● **SECÇÃO DO DOCUMENTO**:
▬▬▬▬▬▬▬▬▬▬
‘É tão fácil ser feliz’

Este vírus deixou-nos órfãos de afeto e os mais pequenos nem sempre entendem a razão pela qual beijos e abraços passaram a ser proibidos.

O mundo está doente, a sociedade cheira a podre e os que por aqui andamos estamos meio (ou totalmente) perdidos. Chocam-me os atentados terroristas, os atos homofóbicos, xenófobos e racistas, o vandalismo e a destruição do património. A estupidez humana não tem limites. 

Mas acima de tudo, choca-me o que se faz contra o ser mais vulnerável: a criança. E refiro-me ao apedrejamento do maior hospital pediátrico da Europa que cura crianças de todo o mundo, aos que obrigam as crianças a trabalhar em vez de as enviarem à escola, aos abusos sexuais praticados, muitas vezes, no seio da própria família, aos pais que abandonam os filhos no bosque, no centro comercial ou no parque de estacionamento para que eles aprendam… Não seremos nós, pais e educadores, os que devemos aprender a exigir menos e a dar mais? Este vírus deixou-nos órfãos de afeto e os mais pequenos nem sempre entendem a razão pela qual beijos e abraços passaram a ser proibidos.
▬▬▬▬▬▬▬▬▬▬
● **CONJUNTO DE LINHAS**:

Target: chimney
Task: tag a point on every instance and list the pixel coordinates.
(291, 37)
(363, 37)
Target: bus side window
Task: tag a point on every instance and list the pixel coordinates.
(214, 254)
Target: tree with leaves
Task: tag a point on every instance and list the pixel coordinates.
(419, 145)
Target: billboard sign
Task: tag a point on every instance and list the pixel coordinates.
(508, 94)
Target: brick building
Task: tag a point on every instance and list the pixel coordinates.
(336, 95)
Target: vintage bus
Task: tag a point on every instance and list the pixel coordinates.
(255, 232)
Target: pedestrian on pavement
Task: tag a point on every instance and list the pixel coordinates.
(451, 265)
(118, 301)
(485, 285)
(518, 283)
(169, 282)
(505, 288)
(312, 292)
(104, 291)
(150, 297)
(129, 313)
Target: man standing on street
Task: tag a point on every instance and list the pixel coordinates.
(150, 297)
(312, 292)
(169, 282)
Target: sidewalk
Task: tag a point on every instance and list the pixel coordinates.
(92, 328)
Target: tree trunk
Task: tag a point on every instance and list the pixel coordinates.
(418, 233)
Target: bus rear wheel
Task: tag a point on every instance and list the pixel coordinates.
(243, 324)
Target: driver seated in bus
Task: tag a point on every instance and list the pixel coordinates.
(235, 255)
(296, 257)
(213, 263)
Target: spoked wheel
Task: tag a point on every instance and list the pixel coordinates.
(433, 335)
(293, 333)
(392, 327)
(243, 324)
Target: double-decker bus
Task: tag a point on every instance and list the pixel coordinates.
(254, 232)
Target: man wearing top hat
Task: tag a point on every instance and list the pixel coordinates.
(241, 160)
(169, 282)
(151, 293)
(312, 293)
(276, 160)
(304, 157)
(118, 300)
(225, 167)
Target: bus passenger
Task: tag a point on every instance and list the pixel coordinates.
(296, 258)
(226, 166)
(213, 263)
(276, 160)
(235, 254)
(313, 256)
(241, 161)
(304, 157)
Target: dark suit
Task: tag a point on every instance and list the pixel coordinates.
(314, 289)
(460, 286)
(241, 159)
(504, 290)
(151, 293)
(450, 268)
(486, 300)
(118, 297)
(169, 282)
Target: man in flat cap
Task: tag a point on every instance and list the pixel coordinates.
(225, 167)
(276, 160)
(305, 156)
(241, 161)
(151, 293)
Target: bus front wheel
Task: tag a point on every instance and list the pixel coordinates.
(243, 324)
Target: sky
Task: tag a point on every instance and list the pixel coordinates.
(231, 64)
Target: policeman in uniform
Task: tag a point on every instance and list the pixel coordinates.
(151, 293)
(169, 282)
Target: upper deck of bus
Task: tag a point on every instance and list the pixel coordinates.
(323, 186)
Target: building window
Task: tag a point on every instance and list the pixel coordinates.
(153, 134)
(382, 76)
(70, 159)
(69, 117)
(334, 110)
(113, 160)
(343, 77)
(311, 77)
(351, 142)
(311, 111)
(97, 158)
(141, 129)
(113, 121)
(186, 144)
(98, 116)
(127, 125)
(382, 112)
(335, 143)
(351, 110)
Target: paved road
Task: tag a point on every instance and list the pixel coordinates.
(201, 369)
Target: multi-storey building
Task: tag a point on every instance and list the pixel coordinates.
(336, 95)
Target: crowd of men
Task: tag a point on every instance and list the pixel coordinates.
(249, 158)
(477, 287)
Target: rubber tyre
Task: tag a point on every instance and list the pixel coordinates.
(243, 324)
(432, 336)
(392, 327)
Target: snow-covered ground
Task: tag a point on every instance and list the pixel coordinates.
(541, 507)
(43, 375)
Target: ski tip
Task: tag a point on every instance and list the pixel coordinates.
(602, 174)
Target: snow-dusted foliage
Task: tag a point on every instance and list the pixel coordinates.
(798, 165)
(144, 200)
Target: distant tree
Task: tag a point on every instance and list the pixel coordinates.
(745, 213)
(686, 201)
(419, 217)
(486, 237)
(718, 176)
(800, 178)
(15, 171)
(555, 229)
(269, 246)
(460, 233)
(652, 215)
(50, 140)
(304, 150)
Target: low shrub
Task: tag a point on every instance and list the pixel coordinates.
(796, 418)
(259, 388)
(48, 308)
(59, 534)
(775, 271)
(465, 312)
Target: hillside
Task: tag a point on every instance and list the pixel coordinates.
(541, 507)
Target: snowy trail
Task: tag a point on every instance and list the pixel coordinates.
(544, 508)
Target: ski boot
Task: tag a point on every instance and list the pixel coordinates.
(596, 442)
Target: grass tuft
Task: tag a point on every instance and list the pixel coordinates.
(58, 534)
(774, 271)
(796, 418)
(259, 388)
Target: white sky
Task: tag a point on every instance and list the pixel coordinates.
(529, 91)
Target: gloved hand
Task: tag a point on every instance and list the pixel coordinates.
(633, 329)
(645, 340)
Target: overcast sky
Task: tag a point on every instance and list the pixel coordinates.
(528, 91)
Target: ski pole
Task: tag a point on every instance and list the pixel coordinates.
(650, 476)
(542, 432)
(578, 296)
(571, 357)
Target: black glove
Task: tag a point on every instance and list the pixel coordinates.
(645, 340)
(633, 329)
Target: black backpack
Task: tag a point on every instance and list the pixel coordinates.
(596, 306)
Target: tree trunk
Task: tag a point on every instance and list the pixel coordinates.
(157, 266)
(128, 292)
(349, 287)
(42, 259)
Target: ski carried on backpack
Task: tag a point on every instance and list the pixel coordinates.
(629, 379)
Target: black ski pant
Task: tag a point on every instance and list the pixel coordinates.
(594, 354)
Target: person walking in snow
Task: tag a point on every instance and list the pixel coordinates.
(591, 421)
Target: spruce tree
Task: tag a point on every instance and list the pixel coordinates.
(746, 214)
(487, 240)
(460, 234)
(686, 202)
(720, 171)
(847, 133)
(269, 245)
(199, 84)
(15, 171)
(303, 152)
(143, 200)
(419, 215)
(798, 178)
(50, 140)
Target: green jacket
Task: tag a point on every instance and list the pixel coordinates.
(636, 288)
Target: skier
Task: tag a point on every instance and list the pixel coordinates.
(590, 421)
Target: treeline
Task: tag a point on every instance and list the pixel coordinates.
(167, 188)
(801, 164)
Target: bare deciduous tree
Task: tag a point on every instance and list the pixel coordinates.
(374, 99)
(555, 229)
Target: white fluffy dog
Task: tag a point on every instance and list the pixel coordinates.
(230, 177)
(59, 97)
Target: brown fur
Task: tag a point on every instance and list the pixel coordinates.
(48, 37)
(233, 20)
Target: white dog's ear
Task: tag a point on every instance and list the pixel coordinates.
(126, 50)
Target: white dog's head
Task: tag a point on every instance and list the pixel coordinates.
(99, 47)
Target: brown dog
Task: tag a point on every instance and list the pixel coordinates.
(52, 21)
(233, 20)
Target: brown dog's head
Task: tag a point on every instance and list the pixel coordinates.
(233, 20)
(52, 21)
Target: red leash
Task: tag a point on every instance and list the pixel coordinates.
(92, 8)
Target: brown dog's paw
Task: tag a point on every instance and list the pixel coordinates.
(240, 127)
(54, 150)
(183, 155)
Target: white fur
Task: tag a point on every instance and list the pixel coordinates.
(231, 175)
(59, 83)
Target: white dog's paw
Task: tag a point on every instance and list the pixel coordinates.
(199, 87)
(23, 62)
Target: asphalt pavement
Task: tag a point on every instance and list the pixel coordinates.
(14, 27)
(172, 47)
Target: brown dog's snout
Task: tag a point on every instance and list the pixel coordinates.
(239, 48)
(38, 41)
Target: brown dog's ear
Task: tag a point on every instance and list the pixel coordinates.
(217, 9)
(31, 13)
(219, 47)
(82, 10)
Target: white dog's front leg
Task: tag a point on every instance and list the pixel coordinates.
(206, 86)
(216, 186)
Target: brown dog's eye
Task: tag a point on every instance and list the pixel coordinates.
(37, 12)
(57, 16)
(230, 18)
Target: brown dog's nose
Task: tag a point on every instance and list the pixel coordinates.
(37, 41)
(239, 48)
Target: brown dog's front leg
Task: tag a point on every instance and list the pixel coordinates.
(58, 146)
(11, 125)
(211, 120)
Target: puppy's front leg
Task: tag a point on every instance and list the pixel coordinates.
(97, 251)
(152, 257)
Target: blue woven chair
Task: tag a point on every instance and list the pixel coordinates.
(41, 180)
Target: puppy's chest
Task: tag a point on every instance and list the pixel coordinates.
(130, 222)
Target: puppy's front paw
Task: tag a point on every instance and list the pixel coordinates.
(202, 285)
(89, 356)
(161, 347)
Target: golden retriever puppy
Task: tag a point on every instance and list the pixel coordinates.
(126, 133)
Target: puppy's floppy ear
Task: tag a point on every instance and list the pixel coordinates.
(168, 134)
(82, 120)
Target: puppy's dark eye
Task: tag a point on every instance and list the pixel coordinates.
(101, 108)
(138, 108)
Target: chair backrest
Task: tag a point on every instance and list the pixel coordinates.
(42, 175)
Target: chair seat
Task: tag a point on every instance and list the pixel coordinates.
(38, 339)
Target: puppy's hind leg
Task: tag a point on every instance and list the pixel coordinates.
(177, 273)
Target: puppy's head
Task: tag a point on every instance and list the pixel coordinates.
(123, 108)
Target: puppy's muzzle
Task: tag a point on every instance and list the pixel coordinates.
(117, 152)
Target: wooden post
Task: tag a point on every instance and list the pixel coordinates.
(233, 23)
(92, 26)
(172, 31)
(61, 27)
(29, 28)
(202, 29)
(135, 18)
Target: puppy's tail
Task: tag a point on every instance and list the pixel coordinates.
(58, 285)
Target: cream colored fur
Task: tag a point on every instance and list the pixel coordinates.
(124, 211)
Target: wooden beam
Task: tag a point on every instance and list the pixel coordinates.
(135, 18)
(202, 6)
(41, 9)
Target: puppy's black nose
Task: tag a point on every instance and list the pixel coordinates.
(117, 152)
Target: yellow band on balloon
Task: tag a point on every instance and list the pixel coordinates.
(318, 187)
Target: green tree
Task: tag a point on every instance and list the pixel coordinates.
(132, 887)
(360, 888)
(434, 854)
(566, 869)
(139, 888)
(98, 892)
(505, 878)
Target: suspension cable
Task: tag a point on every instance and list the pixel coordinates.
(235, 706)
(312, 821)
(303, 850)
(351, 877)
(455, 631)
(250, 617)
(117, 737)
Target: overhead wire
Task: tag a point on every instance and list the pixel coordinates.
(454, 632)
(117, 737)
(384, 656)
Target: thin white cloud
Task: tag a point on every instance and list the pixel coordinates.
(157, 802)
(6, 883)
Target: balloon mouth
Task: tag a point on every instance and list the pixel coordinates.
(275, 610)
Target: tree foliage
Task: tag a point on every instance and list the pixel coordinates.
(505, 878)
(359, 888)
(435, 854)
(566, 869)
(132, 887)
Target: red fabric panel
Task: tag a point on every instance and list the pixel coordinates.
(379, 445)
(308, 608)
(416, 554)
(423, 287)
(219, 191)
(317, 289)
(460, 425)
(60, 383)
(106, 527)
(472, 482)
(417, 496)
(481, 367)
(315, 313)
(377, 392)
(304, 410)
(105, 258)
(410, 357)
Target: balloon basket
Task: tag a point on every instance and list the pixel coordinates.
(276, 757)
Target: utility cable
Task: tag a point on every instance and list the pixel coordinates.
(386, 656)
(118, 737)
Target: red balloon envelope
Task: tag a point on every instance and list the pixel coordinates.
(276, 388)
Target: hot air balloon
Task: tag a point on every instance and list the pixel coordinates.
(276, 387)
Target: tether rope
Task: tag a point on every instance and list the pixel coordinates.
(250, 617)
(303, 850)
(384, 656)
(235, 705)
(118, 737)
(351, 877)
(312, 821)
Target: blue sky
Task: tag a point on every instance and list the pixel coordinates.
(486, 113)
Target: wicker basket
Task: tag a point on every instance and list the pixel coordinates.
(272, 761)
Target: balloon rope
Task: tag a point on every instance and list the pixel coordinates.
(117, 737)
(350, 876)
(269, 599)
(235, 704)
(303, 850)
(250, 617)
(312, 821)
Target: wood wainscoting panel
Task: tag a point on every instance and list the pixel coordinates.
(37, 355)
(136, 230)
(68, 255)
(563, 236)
▬▬▬▬▬▬▬▬▬▬
● **QUESTÕES PROPOSTAS**:
1 – Liste todas as ações contra a criança que a secção do documento enumera ao dizer o que mais choca acima de tudo.
2 – Indique se cada afirmação está de acordo com a secção do documento e cite as palavras que o decidem: (a) A estupidez humana tem limites. (b) O hospital pediátrico apedrejado é o maior da Europa. (c) Os abusos sexuais contra crianças nunca ocorrem dentro da família.

● **RESPOSTAS POR TAREFA**:
1 –
- O apedrejamento do maior hospital pediátrico da Europa, que cura crianças de todo o mundo
- Obrigar as crianças a trabalhar em vez de as enviar à escola
- Os abusos sexuais praticados, muitas vezes, no seio da própria família
- Os pais que abandonam os filhos no bosque, no centro comercial ou no parque de estacionamento para que eles aprendam

2 –
(a) Não: «A estupidez humana não tem limites.»
(b) Sim: «o apedrejamento do maior hospital pediátrico da Europa»
(c) Não: «aos abusos sexuais praticados, muitas vezes, no seio da própria família»